WRITTEN PROBLEM → Repeat the material below exactly, line for line.

[Entries from a point annotation set]
[Begin]
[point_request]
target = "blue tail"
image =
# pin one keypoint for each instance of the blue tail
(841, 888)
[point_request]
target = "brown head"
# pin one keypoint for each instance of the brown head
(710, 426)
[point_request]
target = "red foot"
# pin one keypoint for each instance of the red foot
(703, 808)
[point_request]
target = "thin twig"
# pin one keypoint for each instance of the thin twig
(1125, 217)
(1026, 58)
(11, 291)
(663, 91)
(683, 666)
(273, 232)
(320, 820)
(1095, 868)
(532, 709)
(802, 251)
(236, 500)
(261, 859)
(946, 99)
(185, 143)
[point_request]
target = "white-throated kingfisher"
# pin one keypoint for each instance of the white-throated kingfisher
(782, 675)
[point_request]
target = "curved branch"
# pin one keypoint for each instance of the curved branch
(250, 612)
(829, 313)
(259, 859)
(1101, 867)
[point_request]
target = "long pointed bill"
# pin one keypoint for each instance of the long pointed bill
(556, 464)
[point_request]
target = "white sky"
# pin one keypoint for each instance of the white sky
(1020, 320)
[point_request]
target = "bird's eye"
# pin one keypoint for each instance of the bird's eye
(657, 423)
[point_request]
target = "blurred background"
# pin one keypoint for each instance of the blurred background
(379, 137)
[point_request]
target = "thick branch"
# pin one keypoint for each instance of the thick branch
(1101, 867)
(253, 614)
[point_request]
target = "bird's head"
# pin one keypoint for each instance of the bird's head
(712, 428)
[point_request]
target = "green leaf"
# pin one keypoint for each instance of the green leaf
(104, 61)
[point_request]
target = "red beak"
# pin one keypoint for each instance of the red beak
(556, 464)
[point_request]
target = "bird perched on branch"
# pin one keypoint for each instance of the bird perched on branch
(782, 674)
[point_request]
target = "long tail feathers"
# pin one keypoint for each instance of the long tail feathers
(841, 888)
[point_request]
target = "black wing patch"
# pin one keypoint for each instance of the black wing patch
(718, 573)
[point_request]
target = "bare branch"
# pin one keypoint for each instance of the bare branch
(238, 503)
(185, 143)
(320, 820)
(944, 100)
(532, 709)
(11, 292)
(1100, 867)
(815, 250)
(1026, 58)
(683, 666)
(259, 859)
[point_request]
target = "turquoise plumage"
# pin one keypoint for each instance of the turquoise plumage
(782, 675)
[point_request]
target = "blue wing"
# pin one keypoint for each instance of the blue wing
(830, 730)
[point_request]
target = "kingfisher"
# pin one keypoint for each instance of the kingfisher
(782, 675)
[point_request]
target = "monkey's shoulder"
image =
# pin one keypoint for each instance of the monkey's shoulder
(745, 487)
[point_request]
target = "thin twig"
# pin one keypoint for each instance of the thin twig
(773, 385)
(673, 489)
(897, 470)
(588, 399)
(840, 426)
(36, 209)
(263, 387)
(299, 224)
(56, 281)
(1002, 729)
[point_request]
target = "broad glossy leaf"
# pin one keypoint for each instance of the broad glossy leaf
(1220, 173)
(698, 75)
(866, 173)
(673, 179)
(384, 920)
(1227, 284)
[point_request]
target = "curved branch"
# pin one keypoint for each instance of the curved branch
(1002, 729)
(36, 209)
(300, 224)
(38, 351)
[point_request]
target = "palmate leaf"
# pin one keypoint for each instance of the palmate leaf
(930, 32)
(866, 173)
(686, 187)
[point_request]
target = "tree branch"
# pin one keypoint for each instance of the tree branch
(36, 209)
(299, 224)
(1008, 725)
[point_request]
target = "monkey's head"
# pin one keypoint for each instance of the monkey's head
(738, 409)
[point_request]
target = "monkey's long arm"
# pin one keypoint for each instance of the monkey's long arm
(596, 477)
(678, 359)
[End]
SOLUTION →
[point_request]
target = "blue tail"
image =
# pin one keypoint for each instance of the blue tail
(841, 888)
[point_request]
target = "brown head"
# pin one keypoint for each instance of the brown head
(710, 426)
[point_request]
target = "red foot"
# pin one keypoint for each instance of the red foot
(703, 808)
[point_request]
target = "thin twig"
# pin one keypoint for each instance of the thin twig
(1125, 217)
(1026, 58)
(11, 291)
(663, 91)
(683, 666)
(273, 232)
(320, 820)
(1095, 868)
(532, 709)
(802, 251)
(236, 500)
(261, 859)
(946, 99)
(185, 143)
[point_request]
target = "white-throated kingfisher"
# pin one keypoint for each instance of the white-throated kingfisher
(782, 675)
[point_request]
target = "curved branch"
# pin one keypoint for each instance of the curved branch
(250, 612)
(829, 313)
(259, 859)
(1101, 867)
[point_request]
target = "long pointed bill"
# pin one keypoint for each instance of the long pointed bill
(556, 464)
[point_request]
target = "white sky"
# pin one keypoint for each instance of the white sky
(1020, 320)
[point_request]
target = "bird's eye"
# pin one keypoint for each instance of the bird's eye
(657, 423)
[point_request]
target = "blurred background"
# pin one keypoint for each instance of the blurred background
(379, 137)
[point_request]
target = "thick branch"
# pin one keypoint for each instance of the thick branch
(1101, 867)
(253, 614)
[point_request]
target = "bird's head"
# pin one keypoint for each instance of the bird's head
(712, 428)
[point_request]
target = "green leaf"
# pin one keypoint for each instance of the green leaf
(104, 61)
[point_request]
target = "red beak"
# pin one keypoint for each instance of the red beak
(556, 464)
[point_request]
target = "bird perched on branch"
# pin one keypoint for each instance of the bird perched on branch
(782, 674)
[point_request]
target = "long tail feathers"
# pin one keypoint for each instance of the long tail feathers
(841, 888)
[point_request]
target = "black wing patch"
# pin one keypoint for each instance of the black wing patch
(718, 573)
[point_request]
target = "bare branch"
# pin one keypoint for each instance of the bare branch
(238, 503)
(185, 143)
(320, 820)
(944, 100)
(532, 709)
(11, 292)
(1100, 867)
(815, 250)
(1026, 58)
(683, 666)
(259, 859)
[point_request]
target = "turquoise plumage"
# pin one keypoint for each instance of the turquoise plumage
(782, 675)
[point_request]
target = "blue wing"
# pin one keypoint for each instance of the blue wing
(830, 730)
[point_request]
target = "kingfisher"
# pin one keypoint for each instance of the kingfisher
(782, 675)
[point_request]
target = "monkey's shoulder"
image =
# pin one keypoint for each instance of the monkey's shoulder
(745, 487)
[point_request]
target = "thin twig"
# pin one keypoint for each instance of the thin twig
(773, 385)
(673, 489)
(897, 470)
(588, 399)
(840, 426)
(36, 209)
(263, 387)
(299, 224)
(56, 281)
(1002, 729)
[point_request]
target = "broad glossy leaf"
# pin one keypoint for each instance of the broad glossy leaf
(1220, 173)
(698, 75)
(866, 173)
(673, 179)
(384, 920)
(1227, 284)
[point_request]
target = "curved branch"
# pin one keypoint for each instance of the curved branch
(1002, 729)
(36, 209)
(300, 224)
(38, 351)
[point_request]
target = "palmate leaf"
# pin one keypoint for each instance of the palmate leaf
(930, 32)
(866, 173)
(686, 187)
[point_request]
target = "tree branch"
# pin one keypoint for each instance of the tree branch
(36, 209)
(299, 224)
(1008, 725)
[point_request]
target = "monkey's head"
# pin one keypoint for each instance of the monkey's head
(738, 409)
[point_request]
target = "monkey's long arm"
# pin one keypoint for each instance of the monkey's long arm
(596, 477)
(678, 359)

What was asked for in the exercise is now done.